Tâches à réaliser:
a – Dans l'extrait sur les rêveries, quels auteurs l'individu lit-il dans son réduit ?
b – Résumez plus brièvement le paragraphe de l'extrait sur les rêveries qui commence par « Oh ! l'individu astucieux ! », en conservant ses faits principaux.
c – Prolongez le texte sur les rêveries à partir de sa dernière phrase, dans le même style.

Extrait du texte:
· · · · ·
6 octobre 2016 par Vincent PAYET

 

1. Des rêveries.

Oh ! l’individu astucieux ! Comme sa situation est agréable et pittoresque ! Il s’est fait là, au milieu des hommes, un petit réduit paisible. En ce lieu commode et accessible, il reçoit avec aménité ces honorables invités : il lit son Lucrèce, son Nietzsche, son Valéry… Quelquefois, il se lève, se promène et s’accoude à une fenêtre ; alors, son regard s’enfonce dans d’étranges rêveries, y passant des heures entières, et de curieux êtres se mettent à lui rendre visite. C’est durant ces voyages à l’étranger, à l’intérieur de lui-même, que notre promeneur solitaire compose ses meilleurs tableaux, qu’il peint de la manière la plus juste ces autres, ses semblables, leurs passions et leurs effets, les mœurs et les êtres — les mouvements de la pensée et ses crises, la nature de l’esprit… la nature des choses. Vis-à-vis de lui et en lui, parmi ce fonds très riche, il entend exploiter les lignes droites, les courbes, les formes rares, les volumes ordinaires, les configurations géométriques étonnantes ; et il se détermine à rendre clairement et vivement la variété, à épouser, — dans cette débauche de sens et de non-sens, de détails et de sentiments, — non pas la condition de l’homme moderne, mais celle de l’artiste. Car en effet, en cet état de conscience singulier, en ces régions confinant les terres de l’illumination, seul le portrait, seule l’existence du grand esthète, lui paraît être ce qu’il y a au monde de plus souhaitable.
· · · · ·
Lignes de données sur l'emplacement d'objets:

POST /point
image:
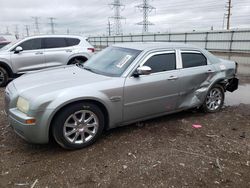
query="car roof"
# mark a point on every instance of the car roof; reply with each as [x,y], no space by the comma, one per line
[153,45]
[66,36]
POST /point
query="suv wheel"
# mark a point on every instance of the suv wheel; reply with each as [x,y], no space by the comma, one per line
[78,125]
[3,77]
[214,99]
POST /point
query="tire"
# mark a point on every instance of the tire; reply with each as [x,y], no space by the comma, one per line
[4,77]
[77,60]
[78,125]
[214,99]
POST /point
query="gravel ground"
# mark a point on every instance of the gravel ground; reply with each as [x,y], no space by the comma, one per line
[163,152]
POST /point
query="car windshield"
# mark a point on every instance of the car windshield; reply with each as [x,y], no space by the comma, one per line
[112,61]
[10,45]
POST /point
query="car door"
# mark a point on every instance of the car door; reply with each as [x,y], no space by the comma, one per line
[195,77]
[57,51]
[153,94]
[31,58]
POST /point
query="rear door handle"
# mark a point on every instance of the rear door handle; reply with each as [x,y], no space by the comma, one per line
[210,71]
[39,53]
[173,78]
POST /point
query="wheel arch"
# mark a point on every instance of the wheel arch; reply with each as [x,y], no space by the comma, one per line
[7,68]
[102,107]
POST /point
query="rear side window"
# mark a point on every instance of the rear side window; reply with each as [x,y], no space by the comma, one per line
[162,62]
[32,44]
[55,42]
[72,41]
[193,60]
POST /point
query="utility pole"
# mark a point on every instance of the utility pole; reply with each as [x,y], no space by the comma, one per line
[228,15]
[16,32]
[27,30]
[36,22]
[52,25]
[117,6]
[109,28]
[7,30]
[146,8]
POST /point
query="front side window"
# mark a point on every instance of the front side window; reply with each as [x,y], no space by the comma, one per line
[32,44]
[72,41]
[162,62]
[193,59]
[112,61]
[55,42]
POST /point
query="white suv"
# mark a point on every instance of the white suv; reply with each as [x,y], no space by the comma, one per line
[39,52]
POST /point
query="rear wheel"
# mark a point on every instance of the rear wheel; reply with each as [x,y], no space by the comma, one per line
[214,99]
[3,77]
[78,125]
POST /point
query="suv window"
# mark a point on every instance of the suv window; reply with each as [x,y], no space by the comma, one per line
[32,44]
[193,59]
[72,41]
[54,42]
[162,62]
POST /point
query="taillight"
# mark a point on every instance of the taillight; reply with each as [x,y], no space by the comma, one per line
[91,50]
· · · · ·
Réponses par tâche:
a – Il lit Lucrèce, Nietzsche et Valéry.

b – L'individu astucieux s'est aménagé, au milieu des hommes, un petit réduit paisible où il lit Lucrèce, Nietzsche et Valéry. Parfois accoudé à une fenêtre, il s'abandonne des heures entières à d'étranges rêveries. Durant ces voyages intérieurs, il compose ses meilleurs tableaux et y peint ses semblables, leurs passions, les mœurs, les mouvements de la pensée et la nature des choses. De ce fonds très riche, il veut exploiter lignes, courbes, formes et volumes pour rendre la variété. Il cherche à épouser non la condition de l'homme moderne, mais celle de l'artiste. Dans cet état proche de l'illumination, seule l'existence du grand esthète lui paraît la plus souhaitable au monde.

c –
 

2. Vin exquis, Mer rouge.

Ô mes compagnons ! pour quelle raison le calice de la vie, la coupe aromatisée, l’amie délicieuse est-elle si rarement portée aux lèvres ? Pour quelle raison si rarement sa magnifique robe rouge danse-t-elle devant vos yeux subjugués et pénètre-t-elle dans vos sens et vos coeurs troublés d’ivresse ? Mes aimables compagnons, c’est que les mains par trop tremblent et, ce qui est bien plus grave, qu’elles craignent indiciblement les secousses. C’est ainsi que les consciences, fuyant quoi qu’il en coûte l’éventualité de la peur, — l’intensité, la beauté, la volupté, les plaisirs de l’âme et du corps ont beau se trouver tout près, beau dire et beau faire, et le vin exquis déployer toute sa magnificence, les hommes, las ! par beaucoup de ruses, de dissimulations, de cécité et de pusillanimité, ne cessent, à leur insu, de parfaire leur maîtrise de la noyade, dans la plus sûre et toutefois plus tragique des mers.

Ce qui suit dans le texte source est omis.